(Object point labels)
------

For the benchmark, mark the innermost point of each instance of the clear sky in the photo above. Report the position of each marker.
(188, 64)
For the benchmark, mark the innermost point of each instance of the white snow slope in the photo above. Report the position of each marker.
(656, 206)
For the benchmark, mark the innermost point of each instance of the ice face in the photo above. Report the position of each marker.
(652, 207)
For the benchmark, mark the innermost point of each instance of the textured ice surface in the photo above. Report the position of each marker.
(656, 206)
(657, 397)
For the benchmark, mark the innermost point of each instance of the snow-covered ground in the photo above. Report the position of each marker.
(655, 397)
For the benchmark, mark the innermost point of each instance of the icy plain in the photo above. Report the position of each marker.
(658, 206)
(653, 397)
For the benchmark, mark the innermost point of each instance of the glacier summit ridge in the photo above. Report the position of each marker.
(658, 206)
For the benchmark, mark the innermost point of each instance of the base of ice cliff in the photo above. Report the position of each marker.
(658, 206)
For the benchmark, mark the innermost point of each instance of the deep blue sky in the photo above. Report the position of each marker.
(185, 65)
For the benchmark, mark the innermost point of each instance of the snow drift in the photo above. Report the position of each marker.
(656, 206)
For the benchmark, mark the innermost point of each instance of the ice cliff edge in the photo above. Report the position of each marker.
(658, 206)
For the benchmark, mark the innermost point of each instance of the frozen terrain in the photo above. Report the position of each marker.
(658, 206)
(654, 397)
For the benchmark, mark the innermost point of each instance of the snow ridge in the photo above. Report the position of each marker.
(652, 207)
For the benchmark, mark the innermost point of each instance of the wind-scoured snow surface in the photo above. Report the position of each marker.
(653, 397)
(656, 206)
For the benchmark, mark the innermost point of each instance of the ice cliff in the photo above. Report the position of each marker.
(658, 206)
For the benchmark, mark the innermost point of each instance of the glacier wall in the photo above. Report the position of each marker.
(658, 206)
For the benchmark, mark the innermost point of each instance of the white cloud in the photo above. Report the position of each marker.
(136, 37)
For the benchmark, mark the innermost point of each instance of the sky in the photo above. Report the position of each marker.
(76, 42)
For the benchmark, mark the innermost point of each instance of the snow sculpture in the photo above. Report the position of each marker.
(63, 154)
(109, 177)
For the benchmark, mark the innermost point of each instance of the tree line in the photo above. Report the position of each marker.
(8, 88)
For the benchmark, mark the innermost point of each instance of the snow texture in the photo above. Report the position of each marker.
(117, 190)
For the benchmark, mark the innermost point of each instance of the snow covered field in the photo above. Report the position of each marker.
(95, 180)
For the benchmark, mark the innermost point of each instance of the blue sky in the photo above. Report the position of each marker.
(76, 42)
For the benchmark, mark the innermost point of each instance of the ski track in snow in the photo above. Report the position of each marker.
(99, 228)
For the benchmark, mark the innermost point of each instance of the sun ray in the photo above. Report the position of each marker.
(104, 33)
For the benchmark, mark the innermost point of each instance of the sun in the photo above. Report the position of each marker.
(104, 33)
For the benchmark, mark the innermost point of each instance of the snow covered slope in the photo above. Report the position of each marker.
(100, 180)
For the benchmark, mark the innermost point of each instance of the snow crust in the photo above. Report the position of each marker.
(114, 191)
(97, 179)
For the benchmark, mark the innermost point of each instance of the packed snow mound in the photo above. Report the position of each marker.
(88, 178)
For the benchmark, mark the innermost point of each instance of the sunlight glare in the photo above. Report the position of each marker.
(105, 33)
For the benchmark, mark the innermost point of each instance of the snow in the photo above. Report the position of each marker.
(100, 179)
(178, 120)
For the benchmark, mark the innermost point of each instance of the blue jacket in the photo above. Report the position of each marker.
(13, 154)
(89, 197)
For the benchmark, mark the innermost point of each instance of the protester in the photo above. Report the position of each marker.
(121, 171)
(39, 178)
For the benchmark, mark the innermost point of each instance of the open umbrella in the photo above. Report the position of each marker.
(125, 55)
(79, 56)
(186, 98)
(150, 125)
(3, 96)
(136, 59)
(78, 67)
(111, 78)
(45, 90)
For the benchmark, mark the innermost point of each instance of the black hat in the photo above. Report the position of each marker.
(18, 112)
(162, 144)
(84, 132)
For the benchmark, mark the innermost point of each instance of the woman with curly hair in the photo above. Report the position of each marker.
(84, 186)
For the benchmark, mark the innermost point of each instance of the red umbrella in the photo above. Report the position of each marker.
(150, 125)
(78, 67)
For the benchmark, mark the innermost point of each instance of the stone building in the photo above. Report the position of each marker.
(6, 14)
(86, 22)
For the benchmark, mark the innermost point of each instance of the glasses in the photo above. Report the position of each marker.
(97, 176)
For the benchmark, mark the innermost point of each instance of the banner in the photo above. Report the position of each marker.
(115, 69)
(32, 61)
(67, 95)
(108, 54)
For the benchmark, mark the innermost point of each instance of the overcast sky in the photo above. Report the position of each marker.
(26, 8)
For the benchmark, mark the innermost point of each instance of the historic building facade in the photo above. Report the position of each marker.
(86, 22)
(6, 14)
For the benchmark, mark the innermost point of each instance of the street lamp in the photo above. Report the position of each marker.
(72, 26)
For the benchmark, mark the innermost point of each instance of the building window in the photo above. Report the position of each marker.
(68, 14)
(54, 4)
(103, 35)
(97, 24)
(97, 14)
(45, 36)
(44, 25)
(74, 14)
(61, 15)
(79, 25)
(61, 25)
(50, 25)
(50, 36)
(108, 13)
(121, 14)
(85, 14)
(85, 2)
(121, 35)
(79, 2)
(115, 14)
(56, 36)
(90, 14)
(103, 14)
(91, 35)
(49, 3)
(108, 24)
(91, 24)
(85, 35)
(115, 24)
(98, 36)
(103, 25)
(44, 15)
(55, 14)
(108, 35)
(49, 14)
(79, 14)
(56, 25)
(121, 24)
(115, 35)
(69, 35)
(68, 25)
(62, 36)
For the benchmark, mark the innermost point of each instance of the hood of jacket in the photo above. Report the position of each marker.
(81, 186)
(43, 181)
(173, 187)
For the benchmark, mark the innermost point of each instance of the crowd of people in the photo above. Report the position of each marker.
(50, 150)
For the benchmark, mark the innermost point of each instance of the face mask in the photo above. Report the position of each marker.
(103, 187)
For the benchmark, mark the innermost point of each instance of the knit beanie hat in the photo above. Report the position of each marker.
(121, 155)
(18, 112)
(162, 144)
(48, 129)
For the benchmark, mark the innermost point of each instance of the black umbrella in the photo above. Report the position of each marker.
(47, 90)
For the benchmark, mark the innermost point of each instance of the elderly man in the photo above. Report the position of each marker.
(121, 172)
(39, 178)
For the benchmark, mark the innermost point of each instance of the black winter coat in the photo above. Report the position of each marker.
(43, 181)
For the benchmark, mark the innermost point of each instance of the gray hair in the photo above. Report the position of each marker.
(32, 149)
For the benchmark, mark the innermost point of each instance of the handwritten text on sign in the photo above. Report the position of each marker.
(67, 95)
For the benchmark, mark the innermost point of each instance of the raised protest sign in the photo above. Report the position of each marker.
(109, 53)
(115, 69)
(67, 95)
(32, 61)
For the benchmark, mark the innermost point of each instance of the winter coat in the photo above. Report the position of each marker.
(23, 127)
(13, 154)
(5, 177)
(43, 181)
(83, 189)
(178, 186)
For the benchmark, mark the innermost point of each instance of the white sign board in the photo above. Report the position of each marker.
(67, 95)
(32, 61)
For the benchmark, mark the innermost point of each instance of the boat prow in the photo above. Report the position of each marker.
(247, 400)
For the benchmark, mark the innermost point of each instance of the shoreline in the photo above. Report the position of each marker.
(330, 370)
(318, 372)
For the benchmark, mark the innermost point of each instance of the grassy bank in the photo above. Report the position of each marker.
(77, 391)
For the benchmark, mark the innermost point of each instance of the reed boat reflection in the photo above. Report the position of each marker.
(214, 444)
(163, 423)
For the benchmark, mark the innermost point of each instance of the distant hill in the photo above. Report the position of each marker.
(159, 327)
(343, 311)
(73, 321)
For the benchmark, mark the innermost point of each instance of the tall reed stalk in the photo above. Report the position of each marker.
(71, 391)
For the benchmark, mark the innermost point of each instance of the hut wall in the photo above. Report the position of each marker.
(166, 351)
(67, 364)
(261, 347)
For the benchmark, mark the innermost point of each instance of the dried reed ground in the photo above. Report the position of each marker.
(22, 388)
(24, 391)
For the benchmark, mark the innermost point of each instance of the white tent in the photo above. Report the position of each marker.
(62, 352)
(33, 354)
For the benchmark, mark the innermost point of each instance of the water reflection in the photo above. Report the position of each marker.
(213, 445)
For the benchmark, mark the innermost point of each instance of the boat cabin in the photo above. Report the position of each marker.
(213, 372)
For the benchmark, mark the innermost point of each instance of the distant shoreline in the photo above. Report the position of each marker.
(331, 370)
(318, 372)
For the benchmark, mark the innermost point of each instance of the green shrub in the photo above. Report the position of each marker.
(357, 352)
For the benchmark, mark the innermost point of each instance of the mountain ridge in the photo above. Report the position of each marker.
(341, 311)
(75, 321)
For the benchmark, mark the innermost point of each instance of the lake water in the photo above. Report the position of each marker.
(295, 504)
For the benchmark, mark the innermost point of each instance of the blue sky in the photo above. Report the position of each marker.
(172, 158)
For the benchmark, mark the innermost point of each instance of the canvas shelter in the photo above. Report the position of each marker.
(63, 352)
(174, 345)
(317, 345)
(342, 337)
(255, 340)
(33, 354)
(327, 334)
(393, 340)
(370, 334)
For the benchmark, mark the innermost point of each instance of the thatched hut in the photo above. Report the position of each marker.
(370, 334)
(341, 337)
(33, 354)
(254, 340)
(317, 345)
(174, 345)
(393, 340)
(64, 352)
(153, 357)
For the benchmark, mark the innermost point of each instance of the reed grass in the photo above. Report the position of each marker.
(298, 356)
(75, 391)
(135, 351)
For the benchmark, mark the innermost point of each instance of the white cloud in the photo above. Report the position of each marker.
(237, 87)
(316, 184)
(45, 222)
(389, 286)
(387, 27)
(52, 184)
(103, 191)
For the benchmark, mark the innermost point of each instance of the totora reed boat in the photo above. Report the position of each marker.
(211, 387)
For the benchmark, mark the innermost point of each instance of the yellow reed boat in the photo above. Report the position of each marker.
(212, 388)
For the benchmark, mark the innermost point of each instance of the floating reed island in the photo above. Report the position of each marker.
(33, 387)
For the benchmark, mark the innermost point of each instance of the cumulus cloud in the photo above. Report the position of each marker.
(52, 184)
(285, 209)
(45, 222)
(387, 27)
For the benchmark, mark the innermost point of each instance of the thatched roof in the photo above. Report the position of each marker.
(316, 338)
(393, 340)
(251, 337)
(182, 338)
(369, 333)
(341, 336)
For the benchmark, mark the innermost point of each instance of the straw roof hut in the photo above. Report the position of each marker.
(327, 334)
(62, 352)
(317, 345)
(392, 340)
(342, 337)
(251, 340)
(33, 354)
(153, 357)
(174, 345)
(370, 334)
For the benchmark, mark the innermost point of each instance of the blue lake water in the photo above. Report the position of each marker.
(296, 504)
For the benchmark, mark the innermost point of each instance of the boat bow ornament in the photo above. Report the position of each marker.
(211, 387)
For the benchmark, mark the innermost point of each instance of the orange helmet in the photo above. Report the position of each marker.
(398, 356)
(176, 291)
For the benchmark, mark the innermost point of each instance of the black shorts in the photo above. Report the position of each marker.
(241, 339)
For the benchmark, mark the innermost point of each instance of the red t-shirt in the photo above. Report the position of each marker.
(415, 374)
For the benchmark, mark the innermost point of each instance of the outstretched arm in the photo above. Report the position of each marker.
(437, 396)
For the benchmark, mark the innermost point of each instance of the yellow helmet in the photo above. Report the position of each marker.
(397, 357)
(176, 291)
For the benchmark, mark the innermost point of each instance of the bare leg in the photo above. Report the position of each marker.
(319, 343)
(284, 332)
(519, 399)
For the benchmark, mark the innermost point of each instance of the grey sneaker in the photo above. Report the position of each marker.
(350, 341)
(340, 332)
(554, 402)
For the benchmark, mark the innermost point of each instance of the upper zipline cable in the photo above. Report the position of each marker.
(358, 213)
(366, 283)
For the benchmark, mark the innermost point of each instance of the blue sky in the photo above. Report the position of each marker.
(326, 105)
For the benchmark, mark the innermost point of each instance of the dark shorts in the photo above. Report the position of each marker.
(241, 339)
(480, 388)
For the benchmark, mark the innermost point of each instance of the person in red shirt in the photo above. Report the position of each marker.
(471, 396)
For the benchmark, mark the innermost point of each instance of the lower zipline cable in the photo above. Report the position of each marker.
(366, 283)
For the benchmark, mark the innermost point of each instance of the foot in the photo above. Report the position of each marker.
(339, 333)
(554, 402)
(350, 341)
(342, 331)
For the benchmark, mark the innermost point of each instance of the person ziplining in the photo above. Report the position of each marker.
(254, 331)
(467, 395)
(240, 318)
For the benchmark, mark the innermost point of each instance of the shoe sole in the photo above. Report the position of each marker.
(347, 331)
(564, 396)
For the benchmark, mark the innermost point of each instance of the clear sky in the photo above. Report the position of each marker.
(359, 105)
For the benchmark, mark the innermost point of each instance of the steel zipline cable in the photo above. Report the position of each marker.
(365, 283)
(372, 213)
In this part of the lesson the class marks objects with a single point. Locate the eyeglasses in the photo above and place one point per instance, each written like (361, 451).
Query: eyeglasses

------

Problem details -
From the line containing "of the steel" through the final line of the listing above, retype every line exactly; leave out everything else.

Task result -
For the benchmark, mark the innermost point of each instance of the steel zipline cable in the photo above. Report the position of each marker.
(365, 283)
(372, 213)
In this part of the lesson the class marks objects with a single point. Locate the eyeglasses in the photo above and place one point per instance, each written like (361, 451).
Query: eyeglasses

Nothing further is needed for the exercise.